Among the lines of data below, reproduce only those from the one with "positive clicks: (423, 130)" through the one with "box: [461, 0, 528, 33]", exactly as they stand, both ends included.
========================
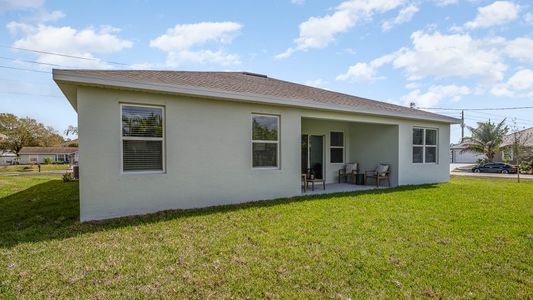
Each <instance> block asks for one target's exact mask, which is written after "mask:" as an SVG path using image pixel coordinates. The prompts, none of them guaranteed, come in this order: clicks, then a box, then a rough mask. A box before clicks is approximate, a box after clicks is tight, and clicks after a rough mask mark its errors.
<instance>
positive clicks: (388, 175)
mask: <svg viewBox="0 0 533 300" xmlns="http://www.w3.org/2000/svg"><path fill="white" fill-rule="evenodd" d="M369 178H372V179H375V180H376V187H379V182H380V181H381V180H387V183H388V184H389V187H390V165H389V164H379V165H378V166H377V167H376V169H374V170H373V171H366V172H365V180H366V181H367V182H368V179H369ZM367 182H365V184H366V183H367Z"/></svg>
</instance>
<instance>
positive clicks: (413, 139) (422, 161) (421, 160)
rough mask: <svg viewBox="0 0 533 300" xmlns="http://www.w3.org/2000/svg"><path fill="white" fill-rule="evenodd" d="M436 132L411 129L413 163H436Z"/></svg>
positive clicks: (423, 130) (436, 159) (436, 132)
mask: <svg viewBox="0 0 533 300" xmlns="http://www.w3.org/2000/svg"><path fill="white" fill-rule="evenodd" d="M437 139H438V137H437V130H436V129H430V128H413V163H436V162H437V144H438V143H437Z"/></svg>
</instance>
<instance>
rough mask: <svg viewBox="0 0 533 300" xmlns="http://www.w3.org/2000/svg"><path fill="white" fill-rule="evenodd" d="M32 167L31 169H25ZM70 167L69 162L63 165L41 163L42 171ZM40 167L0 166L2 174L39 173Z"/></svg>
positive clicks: (67, 167)
mask: <svg viewBox="0 0 533 300" xmlns="http://www.w3.org/2000/svg"><path fill="white" fill-rule="evenodd" d="M25 167H30V168H31V169H24V168H25ZM67 169H68V164H62V165H52V164H50V165H45V164H42V165H41V172H50V171H65V170H67ZM38 172H39V168H38V167H37V165H13V166H0V174H2V173H38Z"/></svg>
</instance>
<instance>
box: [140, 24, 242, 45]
mask: <svg viewBox="0 0 533 300" xmlns="http://www.w3.org/2000/svg"><path fill="white" fill-rule="evenodd" d="M241 28H242V25H241V24H239V23H235V22H202V23H196V24H178V25H176V26H175V27H174V28H170V29H168V30H167V32H166V33H165V34H163V35H161V36H159V37H157V38H155V39H153V40H151V41H150V47H154V48H158V49H161V50H163V51H172V50H183V49H190V48H191V47H193V46H198V45H203V44H206V43H208V42H217V43H230V42H231V41H232V40H233V38H234V37H235V35H236V34H237V33H238V31H239V30H240V29H241Z"/></svg>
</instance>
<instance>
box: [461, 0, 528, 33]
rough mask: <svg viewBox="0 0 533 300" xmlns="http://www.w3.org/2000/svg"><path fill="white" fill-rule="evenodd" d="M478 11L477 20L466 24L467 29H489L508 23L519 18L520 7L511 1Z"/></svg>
mask: <svg viewBox="0 0 533 300" xmlns="http://www.w3.org/2000/svg"><path fill="white" fill-rule="evenodd" d="M477 10H478V12H477V16H476V18H475V19H474V20H473V21H470V22H467V23H465V25H464V26H465V27H466V28H468V29H476V28H487V27H492V26H497V25H502V24H505V23H508V22H510V21H513V20H515V19H516V18H517V17H518V11H519V10H520V7H519V6H518V5H516V4H514V3H513V2H510V1H496V2H494V3H492V4H490V5H487V6H484V7H480V8H478V9H477Z"/></svg>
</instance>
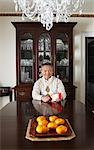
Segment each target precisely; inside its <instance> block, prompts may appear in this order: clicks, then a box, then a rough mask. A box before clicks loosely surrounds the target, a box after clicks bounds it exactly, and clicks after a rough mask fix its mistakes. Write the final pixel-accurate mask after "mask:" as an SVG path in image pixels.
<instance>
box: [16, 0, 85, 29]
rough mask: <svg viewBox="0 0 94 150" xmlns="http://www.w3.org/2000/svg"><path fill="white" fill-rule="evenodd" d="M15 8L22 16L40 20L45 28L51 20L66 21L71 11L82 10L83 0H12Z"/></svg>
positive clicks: (49, 26)
mask: <svg viewBox="0 0 94 150" xmlns="http://www.w3.org/2000/svg"><path fill="white" fill-rule="evenodd" d="M13 1H14V3H15V8H16V11H17V8H20V9H21V11H22V14H23V16H25V17H27V18H28V19H30V20H31V21H35V20H37V21H40V22H41V23H42V24H43V27H46V30H50V29H51V28H52V27H53V22H54V21H56V22H68V21H69V18H70V16H71V15H72V14H73V12H76V11H78V12H80V13H81V12H82V6H83V4H84V0H13Z"/></svg>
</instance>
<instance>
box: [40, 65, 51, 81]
mask: <svg viewBox="0 0 94 150" xmlns="http://www.w3.org/2000/svg"><path fill="white" fill-rule="evenodd" d="M41 69H42V70H41V73H42V76H43V77H44V78H45V79H46V80H48V79H49V78H50V77H51V76H52V75H53V68H52V66H50V65H44V66H42V68H41Z"/></svg>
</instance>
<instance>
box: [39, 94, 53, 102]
mask: <svg viewBox="0 0 94 150" xmlns="http://www.w3.org/2000/svg"><path fill="white" fill-rule="evenodd" d="M41 100H42V101H43V102H49V101H50V100H51V97H50V96H48V95H46V96H42V98H41Z"/></svg>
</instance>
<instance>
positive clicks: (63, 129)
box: [56, 125, 67, 134]
mask: <svg viewBox="0 0 94 150" xmlns="http://www.w3.org/2000/svg"><path fill="white" fill-rule="evenodd" d="M56 132H57V134H63V133H66V132H67V127H66V126H64V125H60V126H58V127H57V128H56Z"/></svg>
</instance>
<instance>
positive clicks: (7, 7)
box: [0, 0, 94, 14]
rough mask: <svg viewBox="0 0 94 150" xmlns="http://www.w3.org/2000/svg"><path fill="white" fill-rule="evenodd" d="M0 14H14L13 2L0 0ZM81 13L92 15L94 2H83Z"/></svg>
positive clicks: (93, 12)
mask: <svg viewBox="0 0 94 150" xmlns="http://www.w3.org/2000/svg"><path fill="white" fill-rule="evenodd" d="M0 12H1V13H2V12H6V13H7V12H8V13H9V12H15V4H14V2H13V0H0ZM83 13H93V14H94V0H85V4H84V6H83Z"/></svg>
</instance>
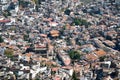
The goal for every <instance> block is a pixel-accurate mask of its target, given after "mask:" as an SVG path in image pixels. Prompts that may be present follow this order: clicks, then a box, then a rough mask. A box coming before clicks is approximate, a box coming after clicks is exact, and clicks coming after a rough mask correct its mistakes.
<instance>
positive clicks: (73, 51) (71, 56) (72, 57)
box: [69, 50, 81, 60]
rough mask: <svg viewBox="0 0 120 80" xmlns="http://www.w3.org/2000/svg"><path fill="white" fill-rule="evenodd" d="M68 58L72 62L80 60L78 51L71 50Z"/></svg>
mask: <svg viewBox="0 0 120 80" xmlns="http://www.w3.org/2000/svg"><path fill="white" fill-rule="evenodd" d="M69 56H70V58H71V59H73V60H79V59H80V58H81V54H80V53H79V52H78V51H74V50H71V51H70V52H69Z"/></svg>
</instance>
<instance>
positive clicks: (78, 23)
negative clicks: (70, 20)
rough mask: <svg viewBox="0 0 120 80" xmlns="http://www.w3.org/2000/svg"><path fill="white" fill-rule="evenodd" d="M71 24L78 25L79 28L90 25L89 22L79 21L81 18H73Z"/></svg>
mask: <svg viewBox="0 0 120 80" xmlns="http://www.w3.org/2000/svg"><path fill="white" fill-rule="evenodd" d="M72 24H75V25H80V26H83V25H85V26H87V27H88V26H89V25H90V23H89V22H87V21H86V20H84V19H81V18H73V23H72Z"/></svg>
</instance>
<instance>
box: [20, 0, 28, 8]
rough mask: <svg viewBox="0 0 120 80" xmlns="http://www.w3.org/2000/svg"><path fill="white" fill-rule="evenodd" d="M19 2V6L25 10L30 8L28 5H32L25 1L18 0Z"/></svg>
mask: <svg viewBox="0 0 120 80" xmlns="http://www.w3.org/2000/svg"><path fill="white" fill-rule="evenodd" d="M18 1H19V5H20V6H21V7H23V8H26V7H28V4H30V2H28V1H24V0H18Z"/></svg>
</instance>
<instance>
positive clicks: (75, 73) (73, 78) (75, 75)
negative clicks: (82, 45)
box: [72, 71, 79, 80]
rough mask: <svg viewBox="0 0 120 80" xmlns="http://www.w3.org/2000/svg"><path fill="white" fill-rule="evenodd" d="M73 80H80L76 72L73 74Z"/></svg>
mask: <svg viewBox="0 0 120 80" xmlns="http://www.w3.org/2000/svg"><path fill="white" fill-rule="evenodd" d="M72 80H79V79H77V74H76V72H75V71H74V72H73V75H72Z"/></svg>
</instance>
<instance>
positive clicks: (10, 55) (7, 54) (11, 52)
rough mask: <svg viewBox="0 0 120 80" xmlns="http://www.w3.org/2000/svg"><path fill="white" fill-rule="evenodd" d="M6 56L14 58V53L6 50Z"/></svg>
mask: <svg viewBox="0 0 120 80" xmlns="http://www.w3.org/2000/svg"><path fill="white" fill-rule="evenodd" d="M4 54H5V55H6V56H7V57H8V58H12V57H13V54H14V51H13V50H12V49H6V50H5V52H4Z"/></svg>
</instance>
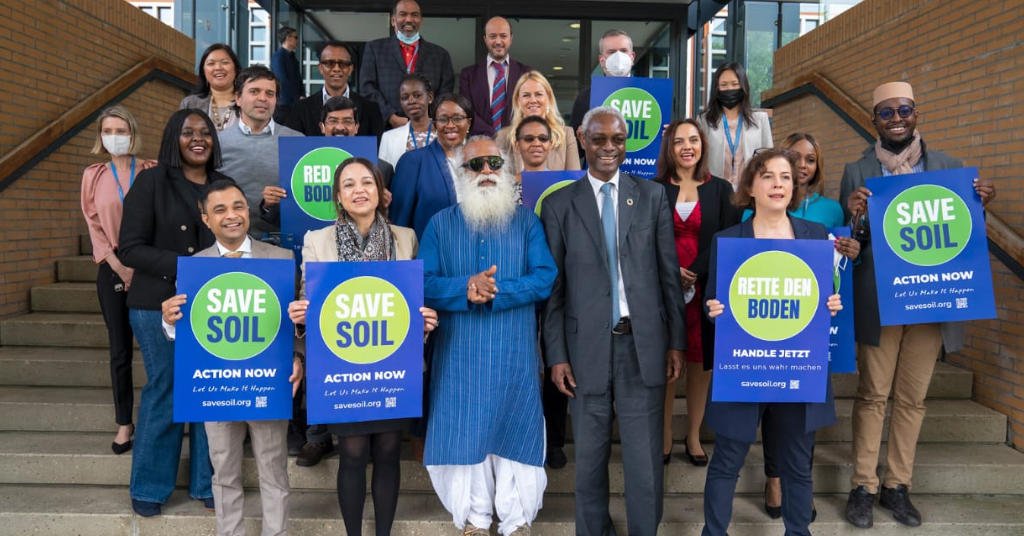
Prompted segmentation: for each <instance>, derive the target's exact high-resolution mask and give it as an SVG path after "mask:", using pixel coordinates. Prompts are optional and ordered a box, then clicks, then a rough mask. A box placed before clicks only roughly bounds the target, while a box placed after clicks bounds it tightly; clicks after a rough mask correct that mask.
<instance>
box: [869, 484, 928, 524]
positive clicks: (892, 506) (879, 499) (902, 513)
mask: <svg viewBox="0 0 1024 536" xmlns="http://www.w3.org/2000/svg"><path fill="white" fill-rule="evenodd" d="M881 495H882V496H881V497H880V498H879V504H880V505H881V506H882V507H883V508H886V509H889V510H892V512H893V518H894V519H895V520H896V521H898V522H900V523H902V524H903V525H906V526H907V527H920V526H921V512H920V511H918V508H914V507H913V504H912V503H911V502H910V490H908V489H907V488H906V486H904V485H902V484H900V485H899V486H896V487H895V488H886V487H884V486H883V488H882V494H881Z"/></svg>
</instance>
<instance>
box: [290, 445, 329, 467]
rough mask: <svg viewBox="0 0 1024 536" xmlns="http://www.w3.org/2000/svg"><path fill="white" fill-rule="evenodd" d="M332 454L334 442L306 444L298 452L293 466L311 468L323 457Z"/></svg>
mask: <svg viewBox="0 0 1024 536" xmlns="http://www.w3.org/2000/svg"><path fill="white" fill-rule="evenodd" d="M332 452H334V441H333V440H327V441H325V442H323V443H307V444H305V445H303V446H302V448H301V449H300V450H299V455H298V457H296V458H295V464H296V465H298V466H300V467H312V466H313V465H316V464H317V463H319V460H321V459H323V458H324V456H326V455H328V454H331V453H332Z"/></svg>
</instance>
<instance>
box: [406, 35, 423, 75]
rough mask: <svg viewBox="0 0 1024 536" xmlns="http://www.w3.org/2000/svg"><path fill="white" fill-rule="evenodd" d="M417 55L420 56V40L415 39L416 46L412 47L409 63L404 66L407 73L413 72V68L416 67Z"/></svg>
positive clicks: (418, 39)
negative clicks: (411, 52)
mask: <svg viewBox="0 0 1024 536" xmlns="http://www.w3.org/2000/svg"><path fill="white" fill-rule="evenodd" d="M419 56H420V40H419V39H417V40H416V48H414V49H413V57H412V58H411V59H410V60H409V64H408V65H407V66H406V74H407V75H409V74H412V73H413V68H414V67H416V58H417V57H419Z"/></svg>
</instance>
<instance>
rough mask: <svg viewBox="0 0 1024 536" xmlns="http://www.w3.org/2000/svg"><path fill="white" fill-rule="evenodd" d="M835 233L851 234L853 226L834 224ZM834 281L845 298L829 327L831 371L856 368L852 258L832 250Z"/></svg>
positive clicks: (849, 370)
mask: <svg viewBox="0 0 1024 536" xmlns="http://www.w3.org/2000/svg"><path fill="white" fill-rule="evenodd" d="M828 233H830V234H831V236H833V237H845V238H850V228H831V229H829V230H828ZM833 285H835V288H836V290H835V291H836V292H838V293H839V296H840V299H841V300H842V301H843V311H840V312H839V313H837V314H836V316H835V317H833V318H831V325H830V326H829V327H828V372H833V373H849V372H857V359H856V352H855V351H854V347H855V346H856V343H855V341H854V336H853V261H852V260H850V259H849V258H847V257H846V256H844V255H842V254H841V253H840V252H838V251H835V250H833Z"/></svg>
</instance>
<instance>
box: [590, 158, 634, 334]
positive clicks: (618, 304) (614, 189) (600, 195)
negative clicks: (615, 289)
mask: <svg viewBox="0 0 1024 536" xmlns="http://www.w3.org/2000/svg"><path fill="white" fill-rule="evenodd" d="M587 179H588V180H590V188H593V189H594V197H595V198H597V214H598V215H602V214H601V207H602V206H603V204H604V194H601V187H603V185H604V184H605V182H604V181H603V180H600V179H597V178H594V175H592V174H590V171H588V172H587ZM607 183H609V184H611V203H612V205H614V207H615V252H616V253H618V256H620V258H622V253H623V249H622V247H621V243H620V241H618V171H615V176H613V177H611V179H610V180H608V182H607ZM615 263H616V264H617V265H618V271H617V272H618V314H620V315H621V316H622V317H623V318H626V317H629V316H630V304H629V303H628V302H627V301H626V285H624V284H623V263H622V261H621V260H620V259H617V258H616V259H615Z"/></svg>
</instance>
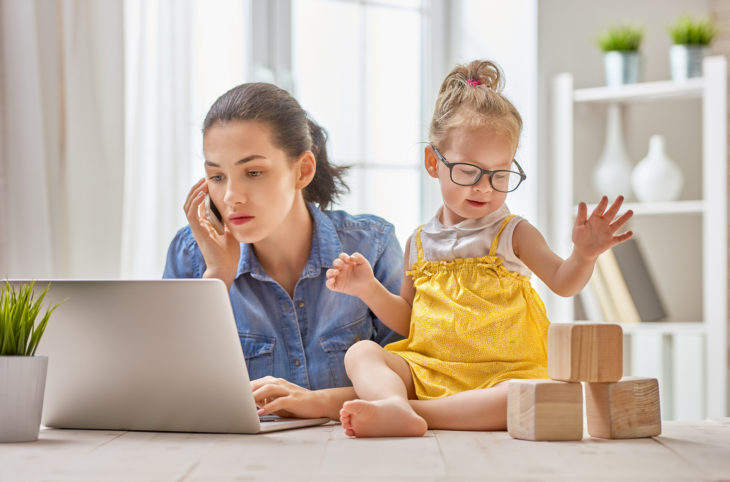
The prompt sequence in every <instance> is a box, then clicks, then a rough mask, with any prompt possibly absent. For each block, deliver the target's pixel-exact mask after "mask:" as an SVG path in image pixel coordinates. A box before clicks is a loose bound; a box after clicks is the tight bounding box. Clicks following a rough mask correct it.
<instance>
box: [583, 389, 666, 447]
mask: <svg viewBox="0 0 730 482" xmlns="http://www.w3.org/2000/svg"><path fill="white" fill-rule="evenodd" d="M586 412H587V415H588V433H589V434H591V436H592V437H600V438H641V437H653V436H655V435H659V434H660V433H661V432H662V419H661V413H660V412H661V410H660V408H659V383H658V382H657V379H656V378H641V377H624V378H622V379H621V380H620V381H618V382H613V383H586Z"/></svg>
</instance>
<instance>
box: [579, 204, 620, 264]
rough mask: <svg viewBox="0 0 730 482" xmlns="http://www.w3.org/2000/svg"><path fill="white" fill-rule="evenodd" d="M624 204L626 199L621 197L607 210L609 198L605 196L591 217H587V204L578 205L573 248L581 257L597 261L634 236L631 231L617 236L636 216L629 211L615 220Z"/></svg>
mask: <svg viewBox="0 0 730 482" xmlns="http://www.w3.org/2000/svg"><path fill="white" fill-rule="evenodd" d="M623 202H624V197H623V196H619V197H617V198H616V200H615V201H614V202H613V204H611V206H610V207H608V209H606V207H607V206H608V198H607V197H606V196H603V197H602V198H601V201H600V202H599V203H598V205H597V206H596V208H595V209H594V210H593V212H592V213H591V215H590V216H587V212H588V208H587V206H586V204H585V203H580V204H579V205H578V216H577V217H576V219H575V225H574V226H573V246H574V249H575V251H576V252H577V253H578V254H579V255H581V256H583V257H585V258H588V259H596V258H597V257H598V255H599V254H601V253H603V252H604V251H606V250H607V249H609V248H611V247H613V246H615V245H617V244H619V243H622V242H624V241H626V240H627V239H629V238H630V237H631V236H632V235H633V233H632V232H631V231H627V232H625V233H622V234H619V235H616V231H618V230H619V229H620V228H621V226H623V225H624V224H626V221H628V220H629V219H631V216H633V215H634V212H633V211H631V210H628V211H626V212H625V213H624V214H622V215H621V216H620V217H619V218H618V219H616V220H614V218H615V217H616V214H618V211H619V209H621V205H622V204H623Z"/></svg>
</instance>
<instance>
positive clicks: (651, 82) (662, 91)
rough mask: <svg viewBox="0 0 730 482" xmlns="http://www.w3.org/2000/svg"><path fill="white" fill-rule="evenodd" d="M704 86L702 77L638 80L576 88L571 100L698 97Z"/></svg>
mask: <svg viewBox="0 0 730 482" xmlns="http://www.w3.org/2000/svg"><path fill="white" fill-rule="evenodd" d="M704 87H705V82H704V79H703V78H695V79H689V80H687V81H685V82H675V81H672V80H664V81H660V82H640V83H636V84H626V85H621V86H617V87H591V88H587V89H576V90H575V91H574V92H573V101H574V102H576V103H581V102H602V103H612V102H634V101H651V100H666V99H668V98H670V99H671V98H678V99H681V98H698V99H699V98H700V97H702V92H703V90H704Z"/></svg>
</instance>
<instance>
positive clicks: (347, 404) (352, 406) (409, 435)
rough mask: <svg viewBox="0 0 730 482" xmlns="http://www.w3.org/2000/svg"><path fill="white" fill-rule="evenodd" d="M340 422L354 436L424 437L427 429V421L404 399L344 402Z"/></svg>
mask: <svg viewBox="0 0 730 482" xmlns="http://www.w3.org/2000/svg"><path fill="white" fill-rule="evenodd" d="M340 421H341V422H342V428H344V429H345V434H346V435H349V436H351V437H421V436H423V434H425V433H426V430H427V429H428V425H427V424H426V421H425V420H424V419H423V418H421V417H420V416H419V415H418V414H417V413H416V412H414V411H413V409H412V408H411V406H410V405H409V404H408V401H406V400H404V399H402V398H389V399H386V400H378V401H375V402H368V401H367V400H351V401H349V402H345V403H344V405H342V410H340Z"/></svg>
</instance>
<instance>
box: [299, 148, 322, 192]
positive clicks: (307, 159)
mask: <svg viewBox="0 0 730 482" xmlns="http://www.w3.org/2000/svg"><path fill="white" fill-rule="evenodd" d="M296 170H297V172H296V175H297V178H296V188H297V189H304V188H305V187H307V186H308V185H309V183H310V182H312V179H314V174H315V173H316V172H317V160H316V159H315V158H314V154H312V152H311V151H304V152H303V153H302V154H301V155H300V156H299V159H297V162H296Z"/></svg>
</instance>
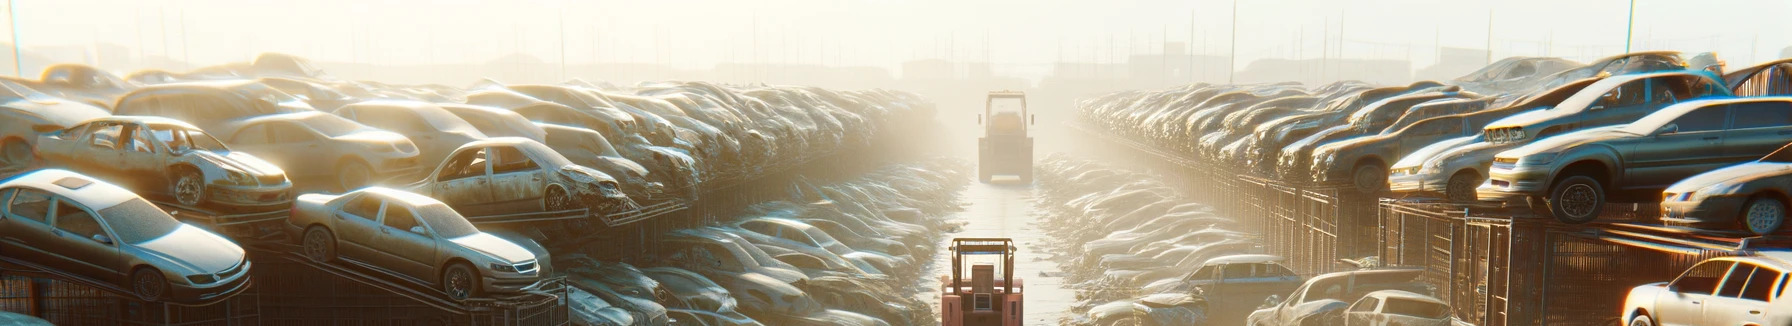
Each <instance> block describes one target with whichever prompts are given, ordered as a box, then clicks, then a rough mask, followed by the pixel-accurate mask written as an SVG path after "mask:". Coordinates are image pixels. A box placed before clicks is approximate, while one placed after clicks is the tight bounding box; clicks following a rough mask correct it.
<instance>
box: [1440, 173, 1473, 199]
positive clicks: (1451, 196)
mask: <svg viewBox="0 0 1792 326" xmlns="http://www.w3.org/2000/svg"><path fill="white" fill-rule="evenodd" d="M1475 186H1480V177H1477V174H1473V172H1466V170H1464V172H1457V174H1455V176H1450V181H1448V183H1444V199H1450V201H1453V202H1475V201H1477V193H1475Z"/></svg>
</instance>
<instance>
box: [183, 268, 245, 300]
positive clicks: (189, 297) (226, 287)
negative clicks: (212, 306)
mask: <svg viewBox="0 0 1792 326" xmlns="http://www.w3.org/2000/svg"><path fill="white" fill-rule="evenodd" d="M249 267H251V263H249V262H247V260H244V262H242V267H240V270H237V274H235V276H229V278H224V279H222V281H213V283H206V285H188V283H186V281H185V279H170V281H168V297H172V301H181V303H217V301H224V299H229V297H231V296H237V294H242V292H244V290H247V288H249Z"/></svg>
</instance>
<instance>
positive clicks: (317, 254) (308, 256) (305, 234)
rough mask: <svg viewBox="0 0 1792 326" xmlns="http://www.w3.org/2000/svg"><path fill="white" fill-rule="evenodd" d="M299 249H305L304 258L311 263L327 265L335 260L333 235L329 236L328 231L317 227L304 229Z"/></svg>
mask: <svg viewBox="0 0 1792 326" xmlns="http://www.w3.org/2000/svg"><path fill="white" fill-rule="evenodd" d="M299 247H301V249H305V258H310V260H312V262H319V263H328V262H332V260H335V235H330V229H324V227H317V226H314V227H310V229H306V231H305V240H303V242H301V245H299Z"/></svg>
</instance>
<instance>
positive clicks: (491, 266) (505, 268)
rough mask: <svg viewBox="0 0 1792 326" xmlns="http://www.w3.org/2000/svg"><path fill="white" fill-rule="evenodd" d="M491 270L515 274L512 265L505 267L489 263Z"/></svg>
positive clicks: (499, 271) (513, 267) (503, 263)
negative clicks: (490, 264) (513, 273)
mask: <svg viewBox="0 0 1792 326" xmlns="http://www.w3.org/2000/svg"><path fill="white" fill-rule="evenodd" d="M491 270H498V272H516V267H514V265H505V263H491Z"/></svg>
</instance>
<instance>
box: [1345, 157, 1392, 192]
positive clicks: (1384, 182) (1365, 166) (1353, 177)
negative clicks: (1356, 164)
mask: <svg viewBox="0 0 1792 326" xmlns="http://www.w3.org/2000/svg"><path fill="white" fill-rule="evenodd" d="M1351 184H1353V186H1357V192H1362V193H1382V190H1387V167H1382V163H1367V165H1358V167H1357V170H1353V172H1351Z"/></svg>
========================
YOUR SOLUTION.
positive clicks: (423, 130) (436, 159) (436, 132)
mask: <svg viewBox="0 0 533 300" xmlns="http://www.w3.org/2000/svg"><path fill="white" fill-rule="evenodd" d="M437 139H438V137H437V130H436V129H430V128H413V163H436V162H437V144H438V143H437Z"/></svg>
</instance>
<instance>
rough mask: <svg viewBox="0 0 533 300" xmlns="http://www.w3.org/2000/svg"><path fill="white" fill-rule="evenodd" d="M32 167L31 169H25ZM70 167L69 162L63 165L41 163L42 171ZM40 167L0 166L2 174L39 173Z"/></svg>
positive clicks: (67, 167)
mask: <svg viewBox="0 0 533 300" xmlns="http://www.w3.org/2000/svg"><path fill="white" fill-rule="evenodd" d="M25 167H30V168H31V169H24V168H25ZM67 169H68V164H62V165H52V164H50V165H45V164H42V165H41V172H50V171H65V170H67ZM38 172H39V168H38V167H37V165H13V166H0V174H2V173H38Z"/></svg>
</instance>
<instance>
box: [140, 24, 242, 45]
mask: <svg viewBox="0 0 533 300" xmlns="http://www.w3.org/2000/svg"><path fill="white" fill-rule="evenodd" d="M241 28H242V25H241V24H239V23H235V22H202V23H196V24H178V25H176V26H175V27H174V28H170V29H168V30H167V32H166V33H165V34H163V35H161V36H159V37H157V38H155V39H153V40H151V41H150V47H154V48H158V49H161V50H163V51H172V50H183V49H190V48H191V47H193V46H198V45H203V44H206V43H208V42H217V43H230V42H231V41H232V40H233V38H234V37H235V35H236V34H237V33H238V31H239V30H240V29H241Z"/></svg>
</instance>
<instance>
box: [461, 0, 528, 33]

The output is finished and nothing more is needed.